Problem statement: Could you copy out all of the rows below, requests included, but shift every coordinate in the answer points up by 51 and leave the numbers in the requests and their sample points unchanged? Leave the pictures out.

Records supplied:
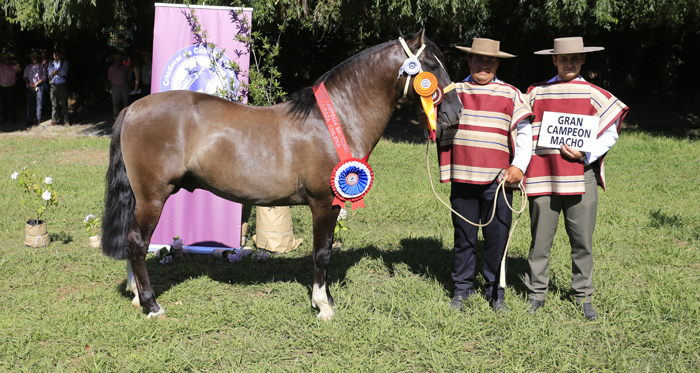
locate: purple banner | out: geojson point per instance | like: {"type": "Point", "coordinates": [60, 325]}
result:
{"type": "Point", "coordinates": [199, 218]}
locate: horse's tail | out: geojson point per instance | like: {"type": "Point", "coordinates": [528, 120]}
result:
{"type": "Point", "coordinates": [119, 199]}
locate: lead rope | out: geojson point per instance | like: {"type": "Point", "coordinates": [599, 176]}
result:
{"type": "Point", "coordinates": [501, 186]}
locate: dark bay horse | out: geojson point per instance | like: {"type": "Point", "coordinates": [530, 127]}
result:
{"type": "Point", "coordinates": [266, 156]}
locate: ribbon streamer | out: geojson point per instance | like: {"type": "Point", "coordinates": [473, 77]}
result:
{"type": "Point", "coordinates": [352, 178]}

Solution to this task:
locate: purple banner | out: geojson point per instance | like: {"type": "Point", "coordinates": [60, 325]}
result:
{"type": "Point", "coordinates": [250, 269]}
locate: horse's tail | out: geojson point per instance | like: {"type": "Point", "coordinates": [528, 120]}
result:
{"type": "Point", "coordinates": [170, 250]}
locate: lead rope | out: geojson point per instance | like: {"type": "Point", "coordinates": [599, 176]}
result:
{"type": "Point", "coordinates": [552, 237]}
locate: dark bay horse | out: geojson point per instance | like: {"type": "Point", "coordinates": [530, 127]}
result:
{"type": "Point", "coordinates": [317, 207]}
locate: ribbon streamer | out: geojson point per instance | like: {"type": "Point", "coordinates": [473, 77]}
result:
{"type": "Point", "coordinates": [403, 229]}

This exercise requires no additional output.